### DATASET CONTENT
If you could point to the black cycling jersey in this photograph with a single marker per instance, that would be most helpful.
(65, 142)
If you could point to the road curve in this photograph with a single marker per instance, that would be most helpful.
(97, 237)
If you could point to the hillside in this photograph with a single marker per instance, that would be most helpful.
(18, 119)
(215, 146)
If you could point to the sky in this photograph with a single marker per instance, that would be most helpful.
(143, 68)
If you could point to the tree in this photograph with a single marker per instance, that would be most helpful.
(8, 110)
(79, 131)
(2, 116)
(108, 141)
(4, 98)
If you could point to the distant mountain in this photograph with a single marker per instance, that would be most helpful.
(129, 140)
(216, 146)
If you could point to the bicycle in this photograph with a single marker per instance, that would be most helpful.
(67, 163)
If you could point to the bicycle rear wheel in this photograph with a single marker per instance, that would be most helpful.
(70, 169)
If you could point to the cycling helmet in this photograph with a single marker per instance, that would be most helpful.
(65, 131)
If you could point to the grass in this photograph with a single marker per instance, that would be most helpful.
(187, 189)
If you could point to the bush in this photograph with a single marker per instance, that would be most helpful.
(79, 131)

### YOUR GOAL
Every single entry is to be retyped exactly.

### FINISHED TASK
If you could point to the black cycling jersey in this photograph with a single marker per instance, that would be most helpful.
(65, 142)
If you could point to the road curve in this photograph with a single marker per instance, that would be most helpful.
(97, 237)
If you could point to the hillside in this photograph with a single marker per instance, that would be most helpful.
(18, 119)
(215, 146)
If you could point to the sky in this photograph with a single marker per instance, that would be most helpful.
(143, 68)
If you could point to the tree in this photograph with a single marker per instance, that would be most helpful.
(8, 110)
(79, 131)
(2, 116)
(108, 141)
(4, 98)
If you could point to the distant mountain in this photograph with a single marker per instance, that would be most helpful.
(129, 140)
(216, 146)
If you could point to the bicycle in this photograph with a single marker per instance, that would be most helpful.
(67, 163)
If you could point to the bicycle rear wheel in this photograph with a single marker per instance, that would be most helpful.
(70, 169)
If you could point to the cycling helmet in this photograph with a single marker per instance, that would be most helpful.
(65, 131)
If you could point to the grass in this photograph with a single marker per instance, that would be most helpful.
(187, 189)
If you could point to the bush in this photograph with a single marker per instance, that would be most helpful.
(79, 131)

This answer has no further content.